# [COURT EXERCICE 1]
Selon le texte fourni, quel titre est associé à Françoise Vignet ?
━━ TEXTE FOURNI
Nous publions souvent une poésie reliée à la nature avec des poètes comme Marcel Migozzi (Ruralités), Sébastien Minaux (Le fruit des saisons), Françoise Vignet (Journal de mon talus) ou encore Laurent Bayart (Terra incognita) et d’autres bien sûr (on ne peut citer tout le monde, que les poètes me pardonnent...). Nous ne publions pas uniquement sur cette thématique, bien entendu ! Quant au moment musical, il reflète ce que nous aimons en poésie : à savoir une suggestion subtile plutôt qu’une narration.

Immédiatement après, on trouve une page consacrée à l’envoi des manuscrits : pouvez-vous dire quels sont les maîtres-mots dirigeant vos choix éditoriaux ?

Avant tout la qualité de l’écriture, bien évidemment, mais aussi une sensibilité particulière de l’auteur(e). Il faut que cette poésie soit “habitée” et nous convie aussi à plonger dans des atmosphères fortes. Un style maîtrisé, avec du “métier”, ne suffit pas... Pour le reste tout est ouvert. D’ailleurs la poésie n’est-elle pas l’art de l’Ouvert ?

Quel est votre plus grand souhait concernant l’avenir des éditions Alcyone ?

Être des “passeurs”, faire en sorte de donner à nos auteur(e)s la “vitrine” publique qu’ils méritent, mais aussi contribuer à perpétrer le flux poétique d’aujourd’hui et à l’infuser dans la société, en la convainquant que la poésie, par le sang neuf et “l’oxygène” indispensable qu’elle procure, est absolument essentielle et fait partie intégrante de la structure de la conscience humaine. Convaincre qu’on ne peut vivre sans la poésie qui est, en quelque sorte, la “respiration” de l’âme !

C’était une colline avec des pierres blanches Pour marquer tous les jours d’un signe de bonheur
Puis la pierre est devenue grise La colline est si vieille que tous ses os se brisent
Et le vent souffle la poussière de nouvelles enfances.
━━━━
# [COURT EXERCICE 2]
Relevez chaque ligne des enregistrements qui contient le mot « parked ». La casse compte.
━━ ENREGISTREMENTS PRÉSENTÉS
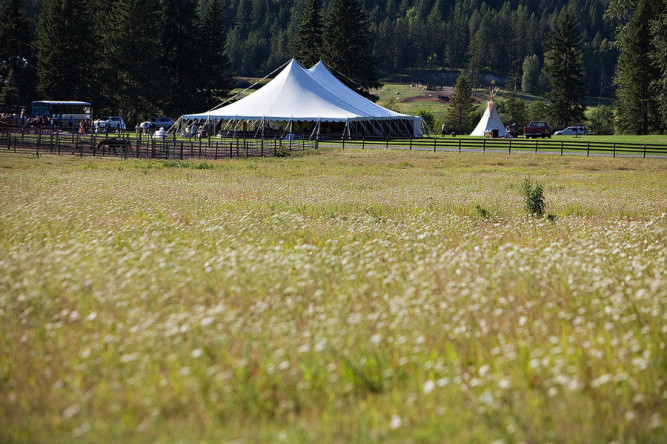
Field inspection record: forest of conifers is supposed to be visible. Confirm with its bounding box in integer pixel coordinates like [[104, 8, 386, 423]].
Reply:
[[14, 0, 618, 96], [0, 0, 667, 132]]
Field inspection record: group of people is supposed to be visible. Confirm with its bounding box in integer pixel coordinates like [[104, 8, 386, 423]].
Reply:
[[185, 124, 204, 139], [0, 109, 28, 126]]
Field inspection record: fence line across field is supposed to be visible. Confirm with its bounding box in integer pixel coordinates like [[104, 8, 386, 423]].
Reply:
[[0, 125, 317, 159], [0, 128, 667, 159]]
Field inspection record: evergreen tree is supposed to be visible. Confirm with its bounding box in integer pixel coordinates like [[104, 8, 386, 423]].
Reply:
[[161, 0, 204, 116], [293, 0, 322, 67], [0, 68, 20, 113], [616, 0, 664, 134], [521, 54, 542, 94], [36, 0, 95, 100], [99, 0, 161, 122], [323, 0, 380, 96], [447, 74, 473, 134], [200, 0, 232, 109], [651, 3, 667, 128], [544, 12, 585, 128], [0, 0, 36, 104]]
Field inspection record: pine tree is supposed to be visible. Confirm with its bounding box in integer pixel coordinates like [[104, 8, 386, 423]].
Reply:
[[651, 3, 667, 128], [0, 0, 36, 104], [98, 0, 161, 122], [200, 0, 232, 109], [322, 0, 380, 96], [447, 74, 473, 134], [0, 68, 20, 113], [161, 0, 204, 116], [544, 12, 586, 128], [293, 0, 322, 67], [521, 54, 542, 94], [36, 0, 95, 100], [615, 0, 661, 134]]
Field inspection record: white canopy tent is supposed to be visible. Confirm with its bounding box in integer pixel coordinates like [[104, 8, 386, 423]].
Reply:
[[181, 59, 423, 137], [470, 96, 507, 137]]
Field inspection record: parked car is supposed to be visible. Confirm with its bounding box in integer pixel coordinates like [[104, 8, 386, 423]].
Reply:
[[523, 121, 551, 139], [554, 126, 586, 136], [151, 117, 174, 129], [93, 116, 126, 130]]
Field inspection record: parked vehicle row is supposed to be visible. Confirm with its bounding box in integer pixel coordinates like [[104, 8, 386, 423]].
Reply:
[[139, 117, 174, 130], [93, 116, 127, 131]]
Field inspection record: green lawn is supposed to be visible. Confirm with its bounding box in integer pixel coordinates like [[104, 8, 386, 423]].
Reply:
[[0, 149, 667, 443]]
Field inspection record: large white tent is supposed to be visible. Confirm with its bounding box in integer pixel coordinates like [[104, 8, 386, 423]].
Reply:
[[470, 95, 507, 137], [182, 59, 423, 137]]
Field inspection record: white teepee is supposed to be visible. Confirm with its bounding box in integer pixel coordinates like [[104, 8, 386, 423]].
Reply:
[[470, 88, 507, 137]]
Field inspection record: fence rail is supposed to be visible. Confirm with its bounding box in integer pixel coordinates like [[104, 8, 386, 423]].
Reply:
[[0, 129, 317, 159], [321, 137, 667, 158], [0, 128, 667, 159]]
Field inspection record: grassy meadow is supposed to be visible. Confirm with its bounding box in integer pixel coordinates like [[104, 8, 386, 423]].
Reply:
[[0, 149, 667, 444]]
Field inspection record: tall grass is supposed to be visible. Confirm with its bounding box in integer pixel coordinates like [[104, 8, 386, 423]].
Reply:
[[0, 150, 667, 443]]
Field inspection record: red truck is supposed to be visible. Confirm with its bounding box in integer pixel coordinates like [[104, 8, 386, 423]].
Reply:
[[523, 121, 551, 139]]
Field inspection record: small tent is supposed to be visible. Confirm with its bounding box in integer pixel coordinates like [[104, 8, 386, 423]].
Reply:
[[470, 88, 507, 137]]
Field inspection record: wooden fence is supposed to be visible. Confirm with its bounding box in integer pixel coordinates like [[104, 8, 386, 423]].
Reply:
[[320, 137, 667, 158], [0, 125, 317, 159], [0, 128, 667, 159]]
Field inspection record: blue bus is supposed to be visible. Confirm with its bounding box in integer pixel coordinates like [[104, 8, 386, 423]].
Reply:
[[30, 100, 93, 127]]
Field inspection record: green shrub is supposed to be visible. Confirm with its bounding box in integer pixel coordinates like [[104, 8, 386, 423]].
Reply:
[[477, 205, 491, 219], [417, 109, 439, 131], [521, 179, 546, 217], [588, 105, 616, 134]]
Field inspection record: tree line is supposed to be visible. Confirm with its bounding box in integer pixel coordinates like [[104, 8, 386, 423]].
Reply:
[[0, 0, 667, 133]]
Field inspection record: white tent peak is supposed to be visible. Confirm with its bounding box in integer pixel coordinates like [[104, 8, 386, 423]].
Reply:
[[182, 59, 422, 137], [470, 89, 507, 137]]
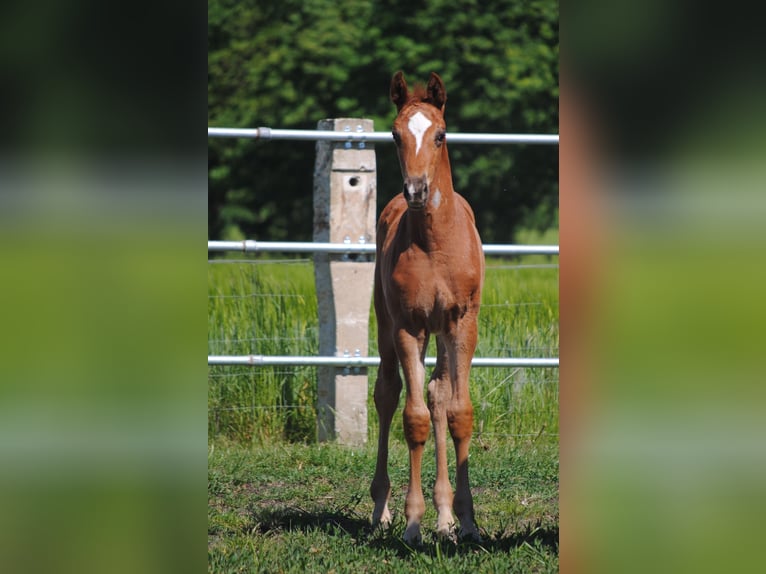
━━━━
# [RÉSULTAT ATTENDU 1]
Journal de mon talus

# [RÉSULTAT ATTENDU 2]
Field inspection record: parked car is supposed to be visible. Confirm with its bounding box in integer pixel coordinates like [[104, 8, 386, 423]].
Field inspection record: parked vehicle row is supposed to be visible. Confirm with its bounding box in integer pixel coordinates like [[104, 8, 386, 423]].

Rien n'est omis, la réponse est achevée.